> [GOAL OF THE EXERCISE]:
How many lines of the material below contain the word "every", matching case exactly? Reply with the number alone.

> [DATA FOR THE TASK]:

════════

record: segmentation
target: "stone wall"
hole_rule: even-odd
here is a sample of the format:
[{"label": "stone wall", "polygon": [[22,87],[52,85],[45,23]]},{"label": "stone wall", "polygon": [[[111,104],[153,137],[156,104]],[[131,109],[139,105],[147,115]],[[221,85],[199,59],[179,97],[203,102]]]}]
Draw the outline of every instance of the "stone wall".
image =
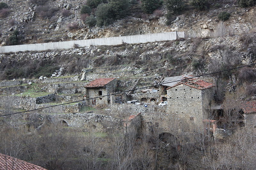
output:
[{"label": "stone wall", "polygon": [[122,126],[121,120],[108,116],[87,113],[67,114],[55,116],[64,121],[70,127],[93,128],[103,130],[111,127],[110,124],[115,125],[116,127]]},{"label": "stone wall", "polygon": [[86,90],[84,86],[88,84],[86,82],[48,83],[44,86],[42,90],[49,93],[56,92],[67,94],[85,94]]},{"label": "stone wall", "polygon": [[113,77],[132,77],[143,72],[142,70],[122,71],[109,72],[108,72],[89,73],[85,74],[85,80],[92,81],[100,78],[111,78]]},{"label": "stone wall", "polygon": [[[87,88],[86,93],[87,98],[93,98],[101,96],[99,95],[99,92],[100,91],[101,91],[102,96],[109,95],[116,91],[117,85],[116,79],[115,79],[105,85],[105,87]],[[108,96],[88,100],[87,102],[87,105],[108,105],[110,103],[110,96]],[[92,104],[93,101],[95,102],[95,104],[93,105]]]},{"label": "stone wall", "polygon": [[231,130],[216,129],[213,133],[213,137],[215,140],[222,139],[231,136],[232,134]]},{"label": "stone wall", "polygon": [[22,85],[10,86],[0,87],[0,94],[18,94],[24,92],[27,90],[27,87]]},{"label": "stone wall", "polygon": [[[52,106],[48,104],[40,104],[39,103],[54,101],[55,100],[55,96],[53,94],[34,98],[0,96],[0,107],[5,109],[13,108],[28,110]],[[63,105],[40,109],[39,111],[49,113],[76,112],[80,110],[81,107],[82,105],[80,103],[72,105]]]},{"label": "stone wall", "polygon": [[146,101],[142,101],[144,103],[150,103],[151,101],[155,101],[156,103],[159,103],[160,100],[161,95],[158,92],[147,92],[145,93],[140,92],[132,94],[132,97],[133,100],[137,100],[141,102],[141,99],[147,100]]},{"label": "stone wall", "polygon": [[56,42],[0,47],[0,53],[4,53],[26,51],[46,51],[49,50],[72,48],[74,45],[79,47],[114,45],[124,43],[135,44],[150,42],[174,40],[178,37],[185,38],[184,32],[137,35],[82,40]]},{"label": "stone wall", "polygon": [[[213,96],[212,89],[196,89],[181,84],[167,90],[168,113],[180,119],[201,123],[204,99]],[[199,123],[200,122],[200,123]]]},{"label": "stone wall", "polygon": [[246,114],[244,115],[245,127],[249,128],[256,128],[256,114]]},{"label": "stone wall", "polygon": [[1,81],[0,82],[0,87],[19,85],[21,85],[22,83],[22,81],[20,80]]}]

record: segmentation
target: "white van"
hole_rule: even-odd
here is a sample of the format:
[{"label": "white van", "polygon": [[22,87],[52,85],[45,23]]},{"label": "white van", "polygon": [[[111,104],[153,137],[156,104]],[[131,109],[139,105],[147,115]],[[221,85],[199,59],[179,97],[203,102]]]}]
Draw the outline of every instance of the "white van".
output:
[{"label": "white van", "polygon": [[158,106],[167,106],[167,102],[166,101],[162,101],[158,104]]}]

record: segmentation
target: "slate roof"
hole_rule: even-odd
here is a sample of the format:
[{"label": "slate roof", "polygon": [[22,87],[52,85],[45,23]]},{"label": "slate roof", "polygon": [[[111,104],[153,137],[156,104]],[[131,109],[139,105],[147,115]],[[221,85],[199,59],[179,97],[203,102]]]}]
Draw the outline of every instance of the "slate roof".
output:
[{"label": "slate roof", "polygon": [[1,153],[0,153],[0,169],[47,170],[39,166]]},{"label": "slate roof", "polygon": [[256,113],[256,101],[240,100],[230,100],[222,104],[221,108],[225,108],[227,106],[229,108],[233,109],[236,108],[242,109],[245,114]]},{"label": "slate roof", "polygon": [[85,86],[86,87],[104,87],[115,78],[97,78],[95,80],[91,82]]},{"label": "slate roof", "polygon": [[[182,81],[182,80],[177,81],[182,79],[184,79],[187,78],[191,77],[191,76],[188,75],[183,75],[182,76],[173,76],[173,77],[166,77],[164,79],[162,82],[161,84],[164,84],[163,85],[165,86],[169,86],[169,87],[172,87],[178,84],[179,84]],[[172,83],[168,83],[168,82],[172,82]]]}]

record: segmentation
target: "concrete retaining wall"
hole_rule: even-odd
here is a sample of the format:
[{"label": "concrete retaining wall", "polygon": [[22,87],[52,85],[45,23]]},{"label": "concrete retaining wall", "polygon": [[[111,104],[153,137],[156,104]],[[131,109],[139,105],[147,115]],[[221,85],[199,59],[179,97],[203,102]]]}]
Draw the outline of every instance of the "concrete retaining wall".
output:
[{"label": "concrete retaining wall", "polygon": [[184,32],[170,32],[67,41],[56,42],[0,47],[0,53],[26,51],[45,51],[72,48],[74,45],[84,47],[101,45],[114,45],[123,43],[136,44],[170,41],[185,37]]}]

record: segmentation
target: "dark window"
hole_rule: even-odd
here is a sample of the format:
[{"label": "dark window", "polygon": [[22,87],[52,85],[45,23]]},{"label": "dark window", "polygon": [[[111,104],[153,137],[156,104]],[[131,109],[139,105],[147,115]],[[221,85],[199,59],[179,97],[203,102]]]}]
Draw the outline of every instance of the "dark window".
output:
[{"label": "dark window", "polygon": [[102,96],[102,91],[99,91],[99,95]]}]

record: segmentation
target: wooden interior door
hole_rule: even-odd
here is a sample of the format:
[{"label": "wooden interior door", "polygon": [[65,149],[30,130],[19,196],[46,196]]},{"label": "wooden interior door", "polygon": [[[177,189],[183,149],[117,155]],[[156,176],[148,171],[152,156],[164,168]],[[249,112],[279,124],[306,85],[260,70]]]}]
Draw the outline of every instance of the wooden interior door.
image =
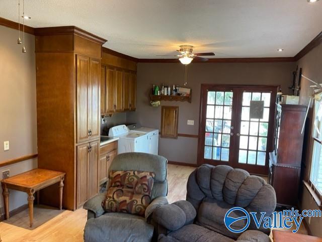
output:
[{"label": "wooden interior door", "polygon": [[[277,87],[201,86],[198,161],[268,174]],[[250,102],[264,102],[262,119],[250,118]]]},{"label": "wooden interior door", "polygon": [[101,85],[101,61],[94,59],[91,59],[91,95],[89,115],[90,124],[90,138],[94,139],[100,137],[100,86]]},{"label": "wooden interior door", "polygon": [[123,70],[115,69],[115,112],[123,111]]},{"label": "wooden interior door", "polygon": [[163,106],[161,112],[161,137],[178,138],[179,107]]},{"label": "wooden interior door", "polygon": [[90,143],[89,159],[89,193],[88,199],[92,198],[99,192],[99,140]]},{"label": "wooden interior door", "polygon": [[136,73],[131,72],[130,80],[130,110],[136,109]]},{"label": "wooden interior door", "polygon": [[106,82],[105,112],[113,113],[114,112],[115,104],[115,68],[110,66],[106,66]]},{"label": "wooden interior door", "polygon": [[90,58],[76,55],[77,142],[89,139],[90,99]]},{"label": "wooden interior door", "polygon": [[101,67],[101,113],[105,113],[105,98],[106,97],[105,92],[106,80],[106,69],[105,66],[102,65]]},{"label": "wooden interior door", "polygon": [[123,73],[123,111],[129,111],[130,110],[130,73],[129,71],[125,70]]},{"label": "wooden interior door", "polygon": [[77,146],[77,207],[84,204],[88,198],[89,144]]}]

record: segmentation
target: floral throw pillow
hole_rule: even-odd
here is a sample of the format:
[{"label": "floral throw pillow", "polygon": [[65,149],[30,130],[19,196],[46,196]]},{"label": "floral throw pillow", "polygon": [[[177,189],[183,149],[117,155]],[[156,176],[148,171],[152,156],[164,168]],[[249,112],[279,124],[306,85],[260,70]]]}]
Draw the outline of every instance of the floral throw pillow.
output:
[{"label": "floral throw pillow", "polygon": [[102,206],[106,212],[144,216],[151,201],[155,174],[135,171],[112,171],[109,187]]}]

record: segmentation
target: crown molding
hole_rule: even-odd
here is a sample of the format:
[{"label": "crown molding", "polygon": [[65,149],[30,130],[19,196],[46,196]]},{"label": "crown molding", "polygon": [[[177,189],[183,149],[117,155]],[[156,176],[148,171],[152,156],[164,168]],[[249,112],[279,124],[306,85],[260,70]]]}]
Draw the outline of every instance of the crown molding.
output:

════════

> [FULL OUTPUT]:
8